[[ Selected passage, beginning ]]

By Dr. Hanish Gupta, Internal Medicine
The human body is controlled by chemicals known as hormones, which are secreted by small internal organs known as endocrine glands. These hormones act as catalysts and control the body’s metabolism. One of the most important endocrine organs is the thyroid gland which secretes two hormones T3 and T4.
The major disorders of the thyroid gland are related to increased or decreased amounts of secretion – causing hyperthyroidism or hypothyroidism.
- Graves’ disease, which is an autoimmune condition.
- Toxic nodules which are localized areas of increased production of the hormone.
- The pituitary gland, which is the master endocrine gland, can malfunction and affect thyroid function.
Symptoms: These symptoms relate to increased metabolism, and include:
- Increased heart rate and palpitations
- Severe fatigue
- Excessive perspiration
- Bulging of the eyes
- Intolerance for heat
- Increased frequency of bowel movement
- Weight loss
- Nervousness and anxiety
Hypothyroidism: This is a condition where there is reduced amounts of thyroid hormone in circulation.
- Autoimmune Hashimoto’s thyroiditis
- Surgical removal of the thyroid gland
- Iodine deficiency which affects adequate production of the hormone
- Lithium-containing drugs which are used in treating neurologic conditions also can affect thyroid hormone production.

[[ Selected passage, end ]]
[[ Supplied records, beginning ]]

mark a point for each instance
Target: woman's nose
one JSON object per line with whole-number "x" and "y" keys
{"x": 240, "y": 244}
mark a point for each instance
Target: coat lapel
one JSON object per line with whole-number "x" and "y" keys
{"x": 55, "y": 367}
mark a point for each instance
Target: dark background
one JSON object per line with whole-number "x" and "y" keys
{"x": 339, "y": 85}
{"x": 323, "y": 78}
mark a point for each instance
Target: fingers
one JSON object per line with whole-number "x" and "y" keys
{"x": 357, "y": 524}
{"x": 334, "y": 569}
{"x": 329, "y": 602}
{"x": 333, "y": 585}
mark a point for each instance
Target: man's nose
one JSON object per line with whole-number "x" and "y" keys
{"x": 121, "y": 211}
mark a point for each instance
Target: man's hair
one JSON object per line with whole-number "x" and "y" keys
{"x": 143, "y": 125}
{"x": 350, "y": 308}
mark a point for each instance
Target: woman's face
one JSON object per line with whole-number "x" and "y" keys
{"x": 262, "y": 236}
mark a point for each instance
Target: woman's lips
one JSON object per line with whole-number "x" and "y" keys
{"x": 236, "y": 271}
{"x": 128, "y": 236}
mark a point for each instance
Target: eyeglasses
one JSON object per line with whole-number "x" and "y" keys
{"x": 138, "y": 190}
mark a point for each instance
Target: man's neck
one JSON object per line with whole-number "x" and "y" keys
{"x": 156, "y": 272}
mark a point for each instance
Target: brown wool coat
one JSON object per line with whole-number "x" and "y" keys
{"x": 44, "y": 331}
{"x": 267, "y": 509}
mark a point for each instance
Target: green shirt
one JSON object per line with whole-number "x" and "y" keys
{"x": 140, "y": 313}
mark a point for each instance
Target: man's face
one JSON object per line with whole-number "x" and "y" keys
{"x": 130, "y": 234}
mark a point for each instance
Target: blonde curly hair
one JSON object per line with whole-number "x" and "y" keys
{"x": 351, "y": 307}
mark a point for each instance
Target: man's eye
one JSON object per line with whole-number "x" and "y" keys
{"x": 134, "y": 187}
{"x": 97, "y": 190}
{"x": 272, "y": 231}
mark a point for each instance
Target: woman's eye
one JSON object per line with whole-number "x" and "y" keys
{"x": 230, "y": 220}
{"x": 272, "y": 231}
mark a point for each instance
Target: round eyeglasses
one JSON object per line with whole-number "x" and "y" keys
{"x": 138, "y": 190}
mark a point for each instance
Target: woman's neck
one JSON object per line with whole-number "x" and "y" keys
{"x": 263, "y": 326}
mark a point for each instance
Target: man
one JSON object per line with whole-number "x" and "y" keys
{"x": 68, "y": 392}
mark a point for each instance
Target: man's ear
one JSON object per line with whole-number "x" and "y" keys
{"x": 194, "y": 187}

[[ Supplied records, end ]]

* Actions to take:
A – Answer these from the thyroid article:
(i) What two hormones does the thyroid gland secrete?
(ii) Which gland does the article call the master endocrine gland?
(iii) What autoimmune condition appears among the causes of hypothyroidism?
B – Repeat the thyroid article from "The major disorders" up to and including "hormone in circulation.".
The items above are separate from the thyroid article.

* Results:
A –
(i) T3 and T4
(ii) The pituitary gland
(iii) Hashimoto's thyroiditis

B –
The major disorders of the thyroid gland are related to increased or decreased amounts of secretion – causing hyperthyroidism or hypothyroidism.
- Graves’ disease, which is an autoimmune condition.
- Toxic nodules which are localized areas of increased production of the hormone.
- The pituitary gland, which is the master endocrine gland, can malfunction and affect thyroid function.
Symptoms: These symptoms relate to increased metabolism, and include:
- Increased heart rate and palpitations
- Severe fatigue
- Excessive perspiration
- Bulging of the eyes
- Intolerance for heat
- Increased frequency of bowel movement
- Weight loss
- Nervousness and anxiety
Hypothyroidism: This is a condition where there is reduced amounts of thyroid hormone in circulation.